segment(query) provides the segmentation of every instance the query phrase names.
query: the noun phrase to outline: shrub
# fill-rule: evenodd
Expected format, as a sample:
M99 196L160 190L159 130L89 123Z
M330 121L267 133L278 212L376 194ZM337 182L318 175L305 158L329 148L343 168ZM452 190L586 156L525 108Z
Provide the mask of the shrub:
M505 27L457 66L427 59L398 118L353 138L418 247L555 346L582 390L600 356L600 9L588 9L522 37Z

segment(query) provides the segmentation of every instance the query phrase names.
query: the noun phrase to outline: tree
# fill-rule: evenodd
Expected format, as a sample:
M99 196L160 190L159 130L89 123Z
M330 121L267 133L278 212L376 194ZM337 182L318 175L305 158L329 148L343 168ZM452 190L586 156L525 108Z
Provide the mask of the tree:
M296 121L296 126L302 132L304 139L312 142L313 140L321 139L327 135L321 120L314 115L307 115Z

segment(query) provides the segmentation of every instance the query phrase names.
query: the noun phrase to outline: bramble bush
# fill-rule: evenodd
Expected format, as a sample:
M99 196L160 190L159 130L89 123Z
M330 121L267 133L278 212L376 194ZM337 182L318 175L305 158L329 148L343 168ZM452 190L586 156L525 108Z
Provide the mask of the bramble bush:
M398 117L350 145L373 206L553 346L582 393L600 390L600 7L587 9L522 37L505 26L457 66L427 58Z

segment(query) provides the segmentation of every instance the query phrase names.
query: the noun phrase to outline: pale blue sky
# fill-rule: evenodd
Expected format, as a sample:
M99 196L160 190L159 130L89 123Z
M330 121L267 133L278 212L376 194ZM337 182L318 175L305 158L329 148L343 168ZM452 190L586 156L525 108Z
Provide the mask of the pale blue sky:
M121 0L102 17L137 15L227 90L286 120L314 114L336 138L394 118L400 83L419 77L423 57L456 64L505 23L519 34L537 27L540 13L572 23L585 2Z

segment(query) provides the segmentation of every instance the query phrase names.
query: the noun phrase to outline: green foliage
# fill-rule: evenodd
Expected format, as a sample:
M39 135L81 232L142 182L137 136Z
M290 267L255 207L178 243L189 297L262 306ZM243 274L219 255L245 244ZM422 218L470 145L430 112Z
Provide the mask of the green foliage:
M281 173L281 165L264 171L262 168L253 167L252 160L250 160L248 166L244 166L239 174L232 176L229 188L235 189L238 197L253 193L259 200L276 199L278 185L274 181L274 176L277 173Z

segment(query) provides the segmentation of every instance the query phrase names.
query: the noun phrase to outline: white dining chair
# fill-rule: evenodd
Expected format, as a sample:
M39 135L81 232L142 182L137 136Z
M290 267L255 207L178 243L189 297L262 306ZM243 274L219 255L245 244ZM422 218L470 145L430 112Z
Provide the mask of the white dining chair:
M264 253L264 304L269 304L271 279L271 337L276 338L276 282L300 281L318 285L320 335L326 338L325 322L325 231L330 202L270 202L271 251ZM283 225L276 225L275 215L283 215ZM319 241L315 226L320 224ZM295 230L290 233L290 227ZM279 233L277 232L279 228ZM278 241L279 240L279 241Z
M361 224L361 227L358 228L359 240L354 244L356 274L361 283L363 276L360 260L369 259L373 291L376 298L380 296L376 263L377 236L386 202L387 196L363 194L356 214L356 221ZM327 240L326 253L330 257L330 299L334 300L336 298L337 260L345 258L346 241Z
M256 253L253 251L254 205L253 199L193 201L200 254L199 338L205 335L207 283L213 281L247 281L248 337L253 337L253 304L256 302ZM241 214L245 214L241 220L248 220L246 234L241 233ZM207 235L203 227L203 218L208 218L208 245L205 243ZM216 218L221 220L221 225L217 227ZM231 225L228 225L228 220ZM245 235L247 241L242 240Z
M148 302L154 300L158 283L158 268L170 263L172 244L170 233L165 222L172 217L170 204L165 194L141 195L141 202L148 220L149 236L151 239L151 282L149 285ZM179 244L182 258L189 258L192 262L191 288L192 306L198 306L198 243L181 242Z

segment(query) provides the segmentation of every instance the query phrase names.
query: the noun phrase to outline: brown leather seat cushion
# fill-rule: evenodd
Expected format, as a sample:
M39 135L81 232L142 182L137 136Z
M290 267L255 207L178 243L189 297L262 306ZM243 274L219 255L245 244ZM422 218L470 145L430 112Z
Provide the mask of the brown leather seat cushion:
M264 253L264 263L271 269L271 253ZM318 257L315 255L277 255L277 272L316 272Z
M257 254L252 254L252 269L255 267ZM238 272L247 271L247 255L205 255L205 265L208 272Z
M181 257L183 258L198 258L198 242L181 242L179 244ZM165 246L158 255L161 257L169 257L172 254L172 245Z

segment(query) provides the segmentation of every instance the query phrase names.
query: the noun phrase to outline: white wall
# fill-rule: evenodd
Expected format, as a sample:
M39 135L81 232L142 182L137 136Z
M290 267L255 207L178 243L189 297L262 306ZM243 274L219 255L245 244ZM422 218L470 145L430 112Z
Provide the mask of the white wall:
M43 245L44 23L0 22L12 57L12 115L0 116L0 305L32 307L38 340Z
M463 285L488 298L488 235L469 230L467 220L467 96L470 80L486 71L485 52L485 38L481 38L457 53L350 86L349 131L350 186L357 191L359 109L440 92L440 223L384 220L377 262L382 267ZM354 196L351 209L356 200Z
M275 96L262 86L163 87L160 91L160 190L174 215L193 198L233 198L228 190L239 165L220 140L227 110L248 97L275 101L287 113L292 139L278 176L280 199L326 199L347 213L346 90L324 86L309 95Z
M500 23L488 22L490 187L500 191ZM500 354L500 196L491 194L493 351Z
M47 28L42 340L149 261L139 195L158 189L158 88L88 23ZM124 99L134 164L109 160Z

========================================

What is needed is an exact copy of the lines from the one containing "query: the noun phrase to outline: brown" to the end of the data; please add nothing else.

query: the noun phrase to outline: brown leather seat cushion
# fill-rule: evenodd
Expected format, as a sample:
M39 135L81 232L142 182L137 136Z
M290 267L255 207L178 243L189 297L262 306ZM243 274L219 255L245 244ZM422 218L470 145L430 112Z
Provide the mask of the brown leather seat cushion:
M264 253L264 263L271 269L271 253ZM318 257L315 255L277 255L277 272L316 272Z
M257 254L252 254L252 269L255 267ZM238 272L247 271L247 255L205 255L205 265L208 272Z
M181 257L183 258L198 258L198 242L181 242L179 244ZM165 246L158 255L161 257L169 257L172 254L172 245Z

segment(query) provides the segmentation of every instance the query phrase names.
query: the noun phrase to outline: white wall
# fill-rule: evenodd
Expected format, as a sample:
M39 135L81 232L142 182L137 136Z
M290 267L255 207L178 243L189 297L262 306ZM243 274L219 255L245 244ZM422 218L470 145L430 112Z
Provide the mask of the white wall:
M43 245L44 23L0 22L12 57L12 115L0 116L0 305L32 307L38 340Z
M463 285L488 298L488 235L469 230L467 220L467 96L470 80L486 71L485 52L485 38L481 38L457 53L350 86L349 131L350 186L357 191L359 109L440 92L440 223L384 220L377 262L382 267ZM354 196L351 209L356 200Z
M275 96L262 86L163 87L160 91L160 190L174 215L193 198L233 198L228 190L239 165L220 140L227 110L248 97L275 101L287 113L292 139L278 176L280 199L326 199L347 213L346 90L324 86L309 95Z
M500 23L488 22L490 187L500 191ZM500 354L500 196L491 194L493 351Z
M47 28L42 340L149 261L139 195L158 189L158 88L88 23ZM124 99L134 164L109 160Z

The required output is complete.